> _What the task requires_: Copy everything from the start of the records down to the line containing "POLYGON ((565 731, 556", swapping "portrait of man on monitor" for "face on screen" and leaving the rest unchanged.

> _Exercise material_:
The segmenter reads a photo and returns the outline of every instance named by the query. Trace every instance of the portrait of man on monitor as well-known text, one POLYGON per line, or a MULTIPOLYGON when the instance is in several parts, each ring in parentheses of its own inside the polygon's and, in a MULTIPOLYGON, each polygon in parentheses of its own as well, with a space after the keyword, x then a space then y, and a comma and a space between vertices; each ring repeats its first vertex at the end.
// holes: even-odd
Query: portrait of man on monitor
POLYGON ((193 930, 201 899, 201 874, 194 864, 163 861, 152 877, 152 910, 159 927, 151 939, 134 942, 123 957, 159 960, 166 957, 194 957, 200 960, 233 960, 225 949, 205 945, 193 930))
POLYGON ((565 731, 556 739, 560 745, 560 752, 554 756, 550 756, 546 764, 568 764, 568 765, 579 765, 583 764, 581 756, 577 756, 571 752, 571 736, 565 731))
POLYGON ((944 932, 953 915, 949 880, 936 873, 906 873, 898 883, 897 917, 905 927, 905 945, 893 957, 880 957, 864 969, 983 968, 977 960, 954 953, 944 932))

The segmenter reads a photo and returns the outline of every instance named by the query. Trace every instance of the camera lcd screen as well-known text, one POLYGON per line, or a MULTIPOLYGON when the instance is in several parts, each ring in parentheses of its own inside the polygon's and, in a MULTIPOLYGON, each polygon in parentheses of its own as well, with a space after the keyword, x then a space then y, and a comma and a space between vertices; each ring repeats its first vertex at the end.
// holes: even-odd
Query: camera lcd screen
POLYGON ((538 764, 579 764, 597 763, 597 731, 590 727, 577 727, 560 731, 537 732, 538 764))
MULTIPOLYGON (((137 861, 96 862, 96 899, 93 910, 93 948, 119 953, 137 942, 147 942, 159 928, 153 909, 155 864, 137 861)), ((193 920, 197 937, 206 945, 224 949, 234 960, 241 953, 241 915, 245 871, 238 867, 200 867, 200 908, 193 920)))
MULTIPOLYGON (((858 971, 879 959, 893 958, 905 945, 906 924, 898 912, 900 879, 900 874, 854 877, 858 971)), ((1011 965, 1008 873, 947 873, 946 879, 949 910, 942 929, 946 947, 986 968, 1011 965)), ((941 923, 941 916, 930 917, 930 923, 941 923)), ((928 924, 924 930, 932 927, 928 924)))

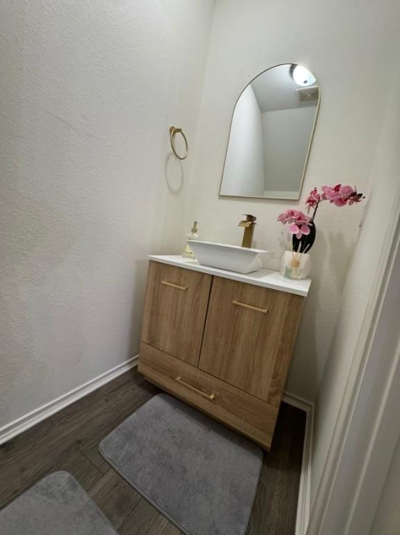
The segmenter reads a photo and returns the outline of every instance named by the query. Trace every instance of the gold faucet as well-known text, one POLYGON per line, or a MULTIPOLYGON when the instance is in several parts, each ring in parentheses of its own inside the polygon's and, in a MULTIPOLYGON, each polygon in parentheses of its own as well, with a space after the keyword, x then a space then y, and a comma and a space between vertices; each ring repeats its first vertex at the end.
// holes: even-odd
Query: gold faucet
POLYGON ((250 248, 253 242, 254 226, 257 224, 255 222, 257 217, 255 215, 251 215, 251 214, 243 214, 243 215, 246 215, 246 220, 241 221, 238 225, 238 226, 244 226, 241 247, 250 248))

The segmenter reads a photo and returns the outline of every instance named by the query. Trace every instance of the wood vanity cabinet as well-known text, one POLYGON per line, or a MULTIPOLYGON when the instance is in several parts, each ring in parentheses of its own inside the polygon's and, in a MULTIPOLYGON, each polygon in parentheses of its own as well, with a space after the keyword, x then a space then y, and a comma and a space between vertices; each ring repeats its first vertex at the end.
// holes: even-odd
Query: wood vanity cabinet
POLYGON ((269 451, 303 301, 150 261, 138 370, 269 451))

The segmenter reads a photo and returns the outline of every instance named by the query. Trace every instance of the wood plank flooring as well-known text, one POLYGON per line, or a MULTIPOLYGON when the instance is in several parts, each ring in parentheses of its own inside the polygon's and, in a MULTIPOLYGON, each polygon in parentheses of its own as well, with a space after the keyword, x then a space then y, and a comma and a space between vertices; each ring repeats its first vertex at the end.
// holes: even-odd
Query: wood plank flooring
MULTIPOLYGON (((121 535, 179 530, 101 457, 99 442, 159 390, 136 369, 0 446, 0 508, 47 474, 72 474, 121 535)), ((283 403, 246 535, 294 535, 305 415, 283 403)))

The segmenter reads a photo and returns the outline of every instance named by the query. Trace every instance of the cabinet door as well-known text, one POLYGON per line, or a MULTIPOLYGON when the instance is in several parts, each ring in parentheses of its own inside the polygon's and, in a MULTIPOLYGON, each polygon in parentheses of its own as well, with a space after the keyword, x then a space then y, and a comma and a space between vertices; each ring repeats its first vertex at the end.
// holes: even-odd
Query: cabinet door
POLYGON ((197 366, 211 275, 150 261, 142 341, 197 366))
POLYGON ((214 277, 199 368, 279 406, 303 302, 214 277))

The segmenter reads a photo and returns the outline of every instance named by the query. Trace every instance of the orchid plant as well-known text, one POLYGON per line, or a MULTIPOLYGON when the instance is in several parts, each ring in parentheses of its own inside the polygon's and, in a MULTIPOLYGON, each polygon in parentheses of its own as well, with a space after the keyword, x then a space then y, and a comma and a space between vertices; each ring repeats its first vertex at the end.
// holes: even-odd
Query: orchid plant
POLYGON ((356 188, 353 189, 351 186, 342 186, 342 184, 337 184, 335 186, 322 186, 321 191, 319 192, 314 187, 311 190, 305 205, 307 206, 307 213, 310 210, 313 210, 312 215, 310 216, 303 213, 300 210, 287 210, 282 212, 278 217, 278 220, 283 224, 288 223, 290 224, 289 231, 294 237, 297 238, 298 241, 303 241, 301 250, 305 251, 306 245, 310 249, 312 241, 307 244, 307 237, 314 230, 315 235, 315 225, 314 219, 320 203, 323 201, 329 201, 331 204, 335 206, 346 206, 347 204, 351 206, 360 203, 361 199, 365 199, 362 193, 358 193, 356 188))

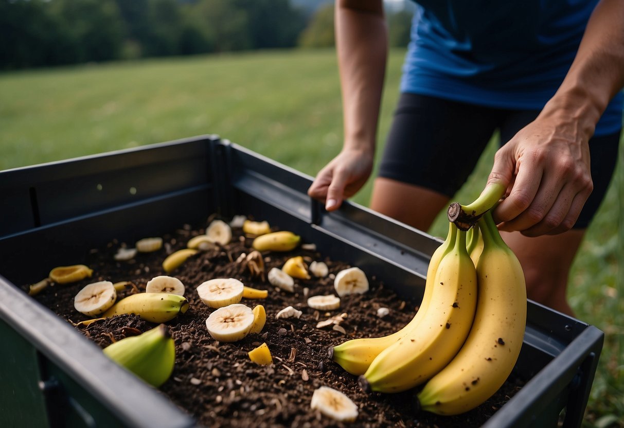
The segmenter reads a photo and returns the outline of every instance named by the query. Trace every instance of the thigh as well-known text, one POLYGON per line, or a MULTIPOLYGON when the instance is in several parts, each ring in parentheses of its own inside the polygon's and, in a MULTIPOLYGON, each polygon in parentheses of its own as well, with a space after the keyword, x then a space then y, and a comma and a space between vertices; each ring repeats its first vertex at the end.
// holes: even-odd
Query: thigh
POLYGON ((497 109, 402 94, 379 177, 452 197, 497 128, 497 109))
POLYGON ((519 232, 501 232, 524 272, 529 298, 572 315, 566 299, 570 268, 584 230, 529 238, 519 232))
POLYGON ((377 177, 371 208, 421 230, 429 230, 449 197, 424 187, 377 177))
MULTIPOLYGON (((504 144, 515 134, 532 122, 539 110, 510 110, 500 126, 500 142, 504 144)), ((586 229, 600 206, 615 170, 621 131, 594 136, 589 140, 590 168, 593 190, 581 210, 574 229, 586 229)))

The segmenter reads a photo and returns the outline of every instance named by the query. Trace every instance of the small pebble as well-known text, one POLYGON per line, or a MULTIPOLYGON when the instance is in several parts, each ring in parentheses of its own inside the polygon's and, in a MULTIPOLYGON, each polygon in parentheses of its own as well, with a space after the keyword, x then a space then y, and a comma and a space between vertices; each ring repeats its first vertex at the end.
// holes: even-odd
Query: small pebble
POLYGON ((377 309, 377 316, 383 318, 390 313, 390 309, 388 308, 379 308, 377 309))

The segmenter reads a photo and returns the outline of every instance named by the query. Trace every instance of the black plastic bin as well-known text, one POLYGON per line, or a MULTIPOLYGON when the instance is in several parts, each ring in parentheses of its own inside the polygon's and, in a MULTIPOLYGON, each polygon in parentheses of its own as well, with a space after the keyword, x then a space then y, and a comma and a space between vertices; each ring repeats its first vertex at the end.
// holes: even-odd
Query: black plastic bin
MULTIPOLYGON (((310 183, 213 135, 0 172, 0 426, 195 426, 14 285, 79 263, 113 235, 132 241, 245 213, 421 297, 441 241, 355 204, 326 212, 307 196, 310 183)), ((580 426, 603 334, 532 301, 528 311, 514 369, 527 382, 483 426, 555 427, 563 409, 563 426, 580 426)))

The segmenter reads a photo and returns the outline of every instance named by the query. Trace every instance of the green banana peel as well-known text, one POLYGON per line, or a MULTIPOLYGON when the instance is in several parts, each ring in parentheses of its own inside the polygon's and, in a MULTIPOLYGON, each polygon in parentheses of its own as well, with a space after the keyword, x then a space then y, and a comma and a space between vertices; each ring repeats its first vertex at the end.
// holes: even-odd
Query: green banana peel
POLYGON ((492 209, 500 200, 506 190, 501 183, 487 185, 481 195, 472 203, 462 205, 453 202, 449 206, 447 215, 449 221, 455 223, 460 230, 467 231, 476 224, 484 213, 492 209))

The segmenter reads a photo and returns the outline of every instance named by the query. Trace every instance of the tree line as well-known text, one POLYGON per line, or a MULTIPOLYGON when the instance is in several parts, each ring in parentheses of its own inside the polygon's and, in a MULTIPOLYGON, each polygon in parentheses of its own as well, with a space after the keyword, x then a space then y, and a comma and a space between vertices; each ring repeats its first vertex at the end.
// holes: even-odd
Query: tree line
MULTIPOLYGON (((405 46, 411 14, 388 16, 405 46)), ((333 4, 288 0, 0 0, 0 69, 333 45, 333 4)))

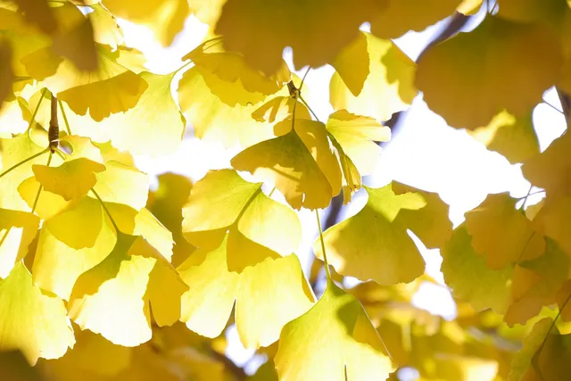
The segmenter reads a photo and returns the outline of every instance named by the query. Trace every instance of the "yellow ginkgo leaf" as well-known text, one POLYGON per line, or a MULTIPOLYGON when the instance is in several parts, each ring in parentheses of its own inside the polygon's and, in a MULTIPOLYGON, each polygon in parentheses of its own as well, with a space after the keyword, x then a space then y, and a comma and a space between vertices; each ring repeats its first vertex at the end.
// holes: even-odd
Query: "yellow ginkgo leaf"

> _Task answer_:
The segmenter reads a photo and returns the outline of every instance named by the query. Trace every instance of the face on screen as well-known text, one POLYGON per line, or a MULTIPOLYGON when the instance is in several parts, each ring in parentheses of its own inside the polygon's and, in a MULTIPOLYGON, each polygon in parentheses of its own as well, with a space after the keyword, x then a space then y, and a comma and a space between vertices; each ring repeats its first vertex at the end.
// holes: even-odd
Query: face on screen
POLYGON ((193 930, 201 899, 201 874, 194 864, 163 861, 152 877, 152 910, 159 927, 151 939, 134 942, 123 957, 159 960, 166 957, 194 957, 200 960, 233 960, 225 949, 205 945, 193 930))
POLYGON ((565 731, 556 739, 560 745, 560 752, 554 756, 550 756, 546 764, 568 764, 568 765, 579 765, 583 764, 581 756, 577 756, 571 752, 571 736, 565 731))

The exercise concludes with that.